Dataset entries
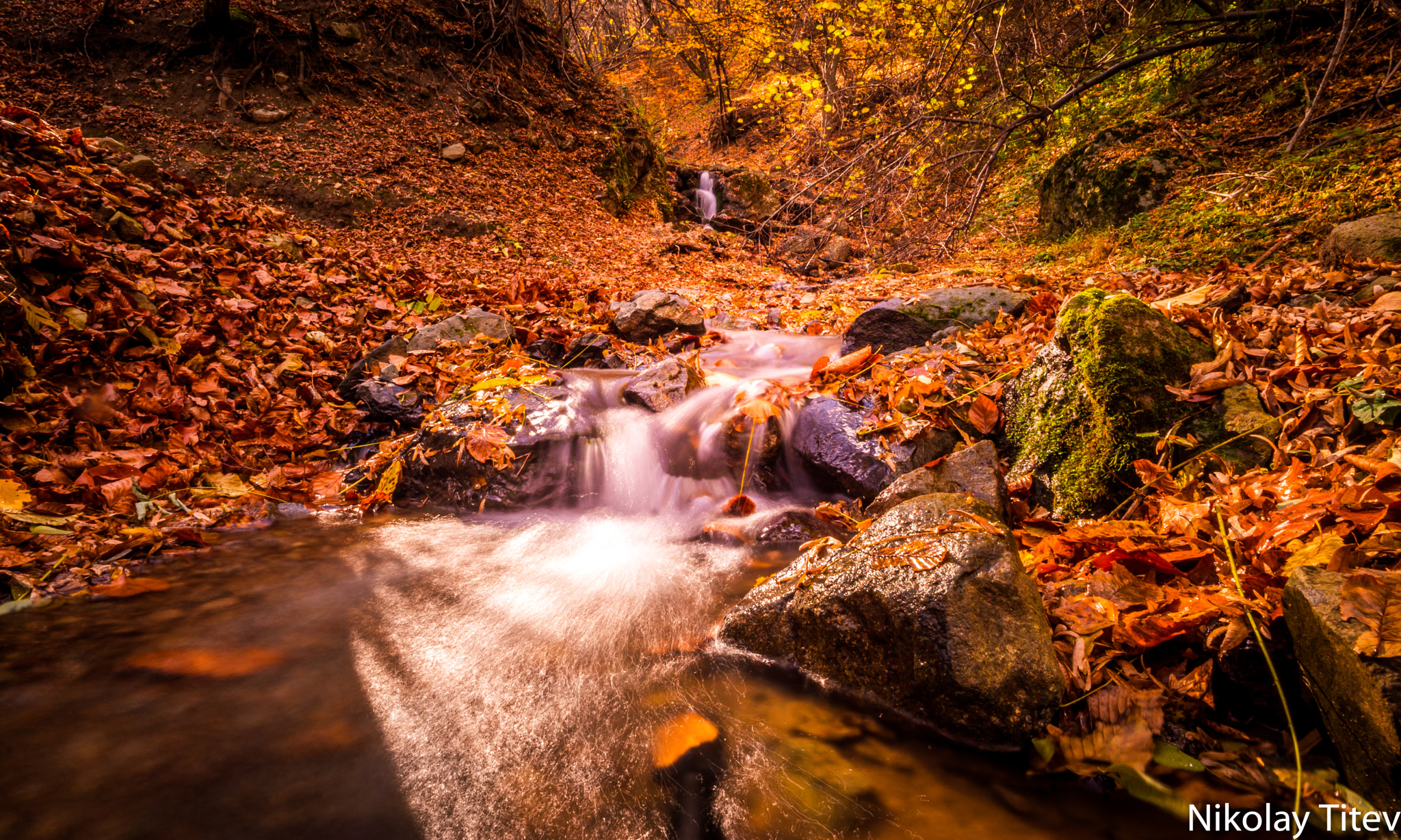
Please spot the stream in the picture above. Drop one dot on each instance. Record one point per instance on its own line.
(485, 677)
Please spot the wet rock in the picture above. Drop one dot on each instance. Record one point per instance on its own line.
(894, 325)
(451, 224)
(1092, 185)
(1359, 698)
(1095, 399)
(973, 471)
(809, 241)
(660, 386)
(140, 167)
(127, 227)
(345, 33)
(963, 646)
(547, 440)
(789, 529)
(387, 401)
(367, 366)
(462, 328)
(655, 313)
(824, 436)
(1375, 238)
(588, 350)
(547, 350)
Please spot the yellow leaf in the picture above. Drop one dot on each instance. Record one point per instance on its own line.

* * *

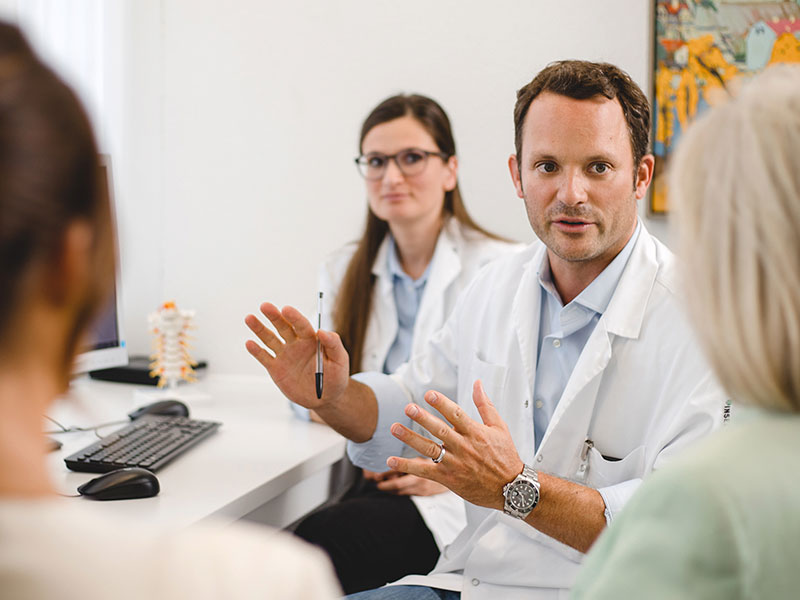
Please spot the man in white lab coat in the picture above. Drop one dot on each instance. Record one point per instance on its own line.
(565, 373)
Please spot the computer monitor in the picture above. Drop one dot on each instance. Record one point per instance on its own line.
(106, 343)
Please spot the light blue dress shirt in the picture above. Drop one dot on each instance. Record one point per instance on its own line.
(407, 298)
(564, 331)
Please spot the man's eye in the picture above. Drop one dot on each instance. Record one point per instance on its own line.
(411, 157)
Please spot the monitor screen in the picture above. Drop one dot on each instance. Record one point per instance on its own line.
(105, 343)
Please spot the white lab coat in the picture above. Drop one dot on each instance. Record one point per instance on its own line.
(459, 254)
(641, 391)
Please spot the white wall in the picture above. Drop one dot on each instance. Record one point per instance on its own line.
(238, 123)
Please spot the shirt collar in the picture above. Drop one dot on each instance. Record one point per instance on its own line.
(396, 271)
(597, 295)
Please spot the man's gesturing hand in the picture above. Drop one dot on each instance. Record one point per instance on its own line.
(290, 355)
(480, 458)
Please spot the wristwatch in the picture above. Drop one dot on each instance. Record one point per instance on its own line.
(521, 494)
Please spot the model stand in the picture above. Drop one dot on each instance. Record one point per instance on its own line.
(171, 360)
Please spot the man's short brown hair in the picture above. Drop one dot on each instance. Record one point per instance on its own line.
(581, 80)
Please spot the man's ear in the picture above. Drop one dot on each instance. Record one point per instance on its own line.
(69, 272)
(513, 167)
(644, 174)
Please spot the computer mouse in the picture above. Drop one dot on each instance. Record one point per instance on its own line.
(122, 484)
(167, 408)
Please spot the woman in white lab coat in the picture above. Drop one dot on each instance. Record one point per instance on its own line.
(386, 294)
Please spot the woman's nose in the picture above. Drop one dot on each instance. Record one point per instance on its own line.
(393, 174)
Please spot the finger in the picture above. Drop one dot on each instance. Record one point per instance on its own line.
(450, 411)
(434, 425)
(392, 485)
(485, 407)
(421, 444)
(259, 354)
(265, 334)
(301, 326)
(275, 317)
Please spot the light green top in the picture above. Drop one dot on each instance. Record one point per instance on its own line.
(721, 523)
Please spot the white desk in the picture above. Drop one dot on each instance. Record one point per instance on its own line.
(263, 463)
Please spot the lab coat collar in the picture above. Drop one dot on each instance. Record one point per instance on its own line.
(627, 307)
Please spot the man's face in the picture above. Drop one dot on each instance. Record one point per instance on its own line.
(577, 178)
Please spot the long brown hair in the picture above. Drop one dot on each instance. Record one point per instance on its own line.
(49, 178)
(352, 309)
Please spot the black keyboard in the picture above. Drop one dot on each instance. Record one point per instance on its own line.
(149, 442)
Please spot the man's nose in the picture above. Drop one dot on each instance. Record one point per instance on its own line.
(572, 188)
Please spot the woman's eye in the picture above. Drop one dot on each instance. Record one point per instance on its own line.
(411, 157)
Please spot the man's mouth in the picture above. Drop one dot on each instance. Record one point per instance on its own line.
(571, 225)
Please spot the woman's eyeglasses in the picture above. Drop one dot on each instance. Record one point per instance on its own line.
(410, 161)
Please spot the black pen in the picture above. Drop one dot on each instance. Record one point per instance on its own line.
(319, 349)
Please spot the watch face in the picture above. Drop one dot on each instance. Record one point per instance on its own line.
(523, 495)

YOUR OBJECTIVE: Using the entries above, give again exactly the lines from the line holding "Please spot the stream" through the line holding "Please spot the yellow". Include both end lines and nothing else.

SOLUTION TO THIS EXERCISE:
Please spot the stream in the picture above. Drop one dot on each instance. Record one point per instance on its own line.
(485, 677)
Please spot the wet rock in the picture above. Drop one dot on each instance. Record one point per instance on its own line.
(894, 325)
(451, 224)
(1092, 185)
(1359, 698)
(1095, 399)
(973, 471)
(809, 241)
(660, 386)
(140, 167)
(127, 227)
(345, 33)
(963, 646)
(547, 440)
(789, 529)
(387, 401)
(367, 366)
(462, 328)
(655, 313)
(824, 436)
(1375, 238)
(588, 350)
(547, 350)
Please spot the yellow leaf in the picture above. Drop one dot on each instance. Record one point per instance on its own line.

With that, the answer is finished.